__Document section__.
* BEGIN *
According to a September 1, 2016 amended Information, the Virgin Islands Office of the Lieutenant Governor (OLG) is responsible for the attachment and sale of real estate for non-payment of real estate taxes. That function is conducted by the Tax Collector's Office of the Division of Real Property within the OLG.
From July 1, 2012 to September 30, 2013, Calford Charleswell was the Chief Enforcement Officer of the tax division within the OLG. His duties included serving notices of attachment, auctioning real property for delinquent taxes, and issuing titles to properties sold at auction. The procedures for auctions are established by statute, rules, and regulations, but Charleswell and others made certain changes that enabled him and a group of individuals to manipulate the bidding process. Specifically, they devised a scheme whereby the highest bidder purposefully made a substantially inflated high bid, then failed to post the required ten percent deposit, so that another bidder or individual would acquire the property for a substantially lower price.
A group of individuals including respondent, Charleswell, Paul Sabers, and Sylvester Warner, in concert with each other, were alleged to have manipulated the bidding process, thereby engaging in numerous criminal acts, including forgery; obtaining money by false pretenses; conversion of government property; conspiracy; recording false documents; making fraudulent claims on the government; larceny; and embezzlement. The alleged purpose of the enterprise was to circumvent the previously established auction process, in order to enrich or facilitate the enrichment of certain individuals.
At respondent's March 17, 2017 plea and sentencing hearing in the Superior Court of the Virgin Islands, Division of St. Thomas and St. John (SCVI), Assistant Attorney General John Tolud moved to amend the amended Information against respondent, to add one count of compounding a crime, a violation of 14 VIC §521(a)(3), titled Punishment for Compounding Crime:
(a) Whoever, having knowledge of the actual commission of a crime, takes money or property of another or any gratuity or reward, or an engagement or promise therefor, upon any agreement or understanding, express or implied, to compound or conceal such crime, or a violation of this title or other law, or to abstain from, discontinue, or delay, a prosecution therefor, or to withhold any evidence thereof, except in a case provided for by law in which the crime may be compromised by leave of court, shall be imprisoned not more than —
(1) five years, where the agreement or undertaking relates to a crime punishable by life imprisonment; or
(2) three years, where the agreement or understanding relates to any other felony; or
(3) ninety days or fined not more than $100, or both, where the agreement or understanding relates to a misdemeanor.
* END *
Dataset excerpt
* BEGIN *
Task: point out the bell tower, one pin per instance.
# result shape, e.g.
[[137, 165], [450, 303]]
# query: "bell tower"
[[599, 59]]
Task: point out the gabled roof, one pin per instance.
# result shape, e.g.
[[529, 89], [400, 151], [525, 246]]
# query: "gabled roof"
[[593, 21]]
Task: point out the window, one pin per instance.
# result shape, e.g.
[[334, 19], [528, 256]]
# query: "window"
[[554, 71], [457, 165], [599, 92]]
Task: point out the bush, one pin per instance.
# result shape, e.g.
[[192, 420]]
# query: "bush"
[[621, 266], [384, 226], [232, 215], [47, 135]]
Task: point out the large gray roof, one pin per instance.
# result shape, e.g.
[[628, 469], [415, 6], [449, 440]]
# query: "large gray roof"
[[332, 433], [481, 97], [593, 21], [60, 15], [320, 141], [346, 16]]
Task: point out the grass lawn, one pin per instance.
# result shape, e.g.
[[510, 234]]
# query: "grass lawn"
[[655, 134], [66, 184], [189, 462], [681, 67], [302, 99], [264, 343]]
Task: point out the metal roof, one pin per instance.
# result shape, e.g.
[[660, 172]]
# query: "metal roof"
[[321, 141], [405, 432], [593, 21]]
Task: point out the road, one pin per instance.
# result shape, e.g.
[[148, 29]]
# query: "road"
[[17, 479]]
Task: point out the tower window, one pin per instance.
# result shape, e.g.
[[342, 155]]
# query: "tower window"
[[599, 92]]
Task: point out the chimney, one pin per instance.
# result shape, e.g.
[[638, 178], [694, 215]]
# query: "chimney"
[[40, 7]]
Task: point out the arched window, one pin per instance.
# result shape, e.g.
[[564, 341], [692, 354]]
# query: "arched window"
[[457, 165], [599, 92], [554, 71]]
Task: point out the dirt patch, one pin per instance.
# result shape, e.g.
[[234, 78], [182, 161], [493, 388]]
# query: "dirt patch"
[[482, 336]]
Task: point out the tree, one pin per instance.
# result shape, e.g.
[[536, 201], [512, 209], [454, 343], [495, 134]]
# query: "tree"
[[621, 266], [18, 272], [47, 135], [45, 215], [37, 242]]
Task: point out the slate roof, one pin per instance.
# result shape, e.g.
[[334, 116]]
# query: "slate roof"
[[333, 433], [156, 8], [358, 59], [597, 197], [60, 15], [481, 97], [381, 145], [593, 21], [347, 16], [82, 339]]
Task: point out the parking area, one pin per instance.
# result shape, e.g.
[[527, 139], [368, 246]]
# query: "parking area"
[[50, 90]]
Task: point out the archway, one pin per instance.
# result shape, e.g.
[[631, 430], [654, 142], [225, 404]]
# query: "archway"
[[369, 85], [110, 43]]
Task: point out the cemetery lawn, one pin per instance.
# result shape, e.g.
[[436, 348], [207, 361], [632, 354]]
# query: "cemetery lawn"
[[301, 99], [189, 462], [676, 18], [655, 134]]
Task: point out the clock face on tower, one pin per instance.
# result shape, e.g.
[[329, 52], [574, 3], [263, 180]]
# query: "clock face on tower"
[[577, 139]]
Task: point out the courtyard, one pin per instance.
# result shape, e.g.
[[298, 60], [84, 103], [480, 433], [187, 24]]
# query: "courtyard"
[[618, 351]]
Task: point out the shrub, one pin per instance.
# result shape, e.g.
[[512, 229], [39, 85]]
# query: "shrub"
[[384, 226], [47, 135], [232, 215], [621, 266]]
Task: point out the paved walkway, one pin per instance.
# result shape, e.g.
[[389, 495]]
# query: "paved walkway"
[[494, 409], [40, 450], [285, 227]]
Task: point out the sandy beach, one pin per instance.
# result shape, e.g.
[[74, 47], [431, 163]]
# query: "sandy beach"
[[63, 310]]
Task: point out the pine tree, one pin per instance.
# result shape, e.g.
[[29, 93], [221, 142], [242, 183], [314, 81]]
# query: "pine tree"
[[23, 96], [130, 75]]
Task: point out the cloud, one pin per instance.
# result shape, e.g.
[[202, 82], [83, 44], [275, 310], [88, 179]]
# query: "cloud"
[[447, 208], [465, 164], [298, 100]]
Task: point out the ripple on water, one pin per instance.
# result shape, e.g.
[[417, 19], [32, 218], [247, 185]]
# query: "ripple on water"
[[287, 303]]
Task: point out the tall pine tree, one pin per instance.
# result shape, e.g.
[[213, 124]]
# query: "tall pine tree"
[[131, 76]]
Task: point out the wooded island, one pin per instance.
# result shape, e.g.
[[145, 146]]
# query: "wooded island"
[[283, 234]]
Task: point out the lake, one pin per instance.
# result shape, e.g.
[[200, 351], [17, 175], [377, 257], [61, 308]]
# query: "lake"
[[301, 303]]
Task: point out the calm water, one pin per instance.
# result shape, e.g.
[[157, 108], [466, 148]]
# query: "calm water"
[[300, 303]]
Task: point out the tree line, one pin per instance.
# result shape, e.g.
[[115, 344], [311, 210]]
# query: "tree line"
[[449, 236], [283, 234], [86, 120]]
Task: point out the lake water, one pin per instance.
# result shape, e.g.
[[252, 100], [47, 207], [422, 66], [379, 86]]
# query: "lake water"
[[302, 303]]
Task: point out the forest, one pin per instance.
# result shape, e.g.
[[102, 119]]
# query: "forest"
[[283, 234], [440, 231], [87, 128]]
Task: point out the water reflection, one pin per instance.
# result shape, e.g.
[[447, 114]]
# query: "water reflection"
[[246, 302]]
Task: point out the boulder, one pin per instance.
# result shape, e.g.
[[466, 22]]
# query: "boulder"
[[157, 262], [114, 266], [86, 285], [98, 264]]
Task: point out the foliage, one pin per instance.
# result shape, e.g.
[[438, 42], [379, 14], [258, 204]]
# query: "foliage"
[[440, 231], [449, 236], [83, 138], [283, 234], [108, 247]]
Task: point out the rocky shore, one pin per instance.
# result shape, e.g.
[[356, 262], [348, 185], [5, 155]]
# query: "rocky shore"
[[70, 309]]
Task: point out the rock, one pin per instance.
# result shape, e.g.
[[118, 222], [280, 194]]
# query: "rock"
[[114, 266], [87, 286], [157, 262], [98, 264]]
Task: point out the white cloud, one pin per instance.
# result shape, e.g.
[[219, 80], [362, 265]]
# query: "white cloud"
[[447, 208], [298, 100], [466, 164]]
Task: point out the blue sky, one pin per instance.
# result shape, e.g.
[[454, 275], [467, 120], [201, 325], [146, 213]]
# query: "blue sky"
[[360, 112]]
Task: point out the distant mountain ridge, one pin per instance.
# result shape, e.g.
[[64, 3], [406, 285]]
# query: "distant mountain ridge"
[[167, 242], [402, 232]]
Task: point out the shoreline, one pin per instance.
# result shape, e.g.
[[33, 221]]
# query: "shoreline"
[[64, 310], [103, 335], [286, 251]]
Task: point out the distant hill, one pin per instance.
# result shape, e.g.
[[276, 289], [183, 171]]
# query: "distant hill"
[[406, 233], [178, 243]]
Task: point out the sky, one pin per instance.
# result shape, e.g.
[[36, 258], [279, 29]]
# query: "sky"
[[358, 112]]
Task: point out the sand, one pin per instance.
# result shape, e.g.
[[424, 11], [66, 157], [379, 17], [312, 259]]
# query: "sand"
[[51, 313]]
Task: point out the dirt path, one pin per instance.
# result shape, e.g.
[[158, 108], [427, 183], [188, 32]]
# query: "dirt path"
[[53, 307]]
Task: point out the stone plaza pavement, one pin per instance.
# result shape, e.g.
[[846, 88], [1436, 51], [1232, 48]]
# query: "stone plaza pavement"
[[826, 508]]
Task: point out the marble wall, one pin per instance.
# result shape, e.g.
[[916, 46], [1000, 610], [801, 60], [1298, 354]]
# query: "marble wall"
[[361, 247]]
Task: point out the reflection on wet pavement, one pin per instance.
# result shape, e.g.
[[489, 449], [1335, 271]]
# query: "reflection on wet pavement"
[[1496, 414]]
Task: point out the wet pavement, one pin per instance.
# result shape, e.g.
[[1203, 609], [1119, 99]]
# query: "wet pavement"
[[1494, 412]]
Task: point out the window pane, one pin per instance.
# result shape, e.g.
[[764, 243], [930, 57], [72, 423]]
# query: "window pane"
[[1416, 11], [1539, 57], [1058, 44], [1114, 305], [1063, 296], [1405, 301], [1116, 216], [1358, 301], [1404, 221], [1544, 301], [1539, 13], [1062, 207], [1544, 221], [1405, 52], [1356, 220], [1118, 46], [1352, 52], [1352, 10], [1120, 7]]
* END *
__Work to do__. Update the tax auction passage above by giving everything from "From July 1, 2012" down to "substantially lower price." again, with "Chief Enforcement Officer" changed to "Chief Tax Enforcement Officer".

__Solution to this problem__.
From July 1, 2012 to September 30, 2013, Calford Charleswell was the Chief Tax Enforcement Officer of the tax division within the OLG. His duties included serving notices of attachment, auctioning real property for delinquent taxes, and issuing titles to properties sold at auction. The procedures for auctions are established by statute, rules, and regulations, but Charleswell and others made certain changes that enabled him and a group of individuals to manipulate the bidding process. Specifically, they devised a scheme whereby the highest bidder purposefully made a substantially inflated high bid, then failed to post the required ten percent deposit, so that another bidder or individual would acquire the property for a substantially lower price.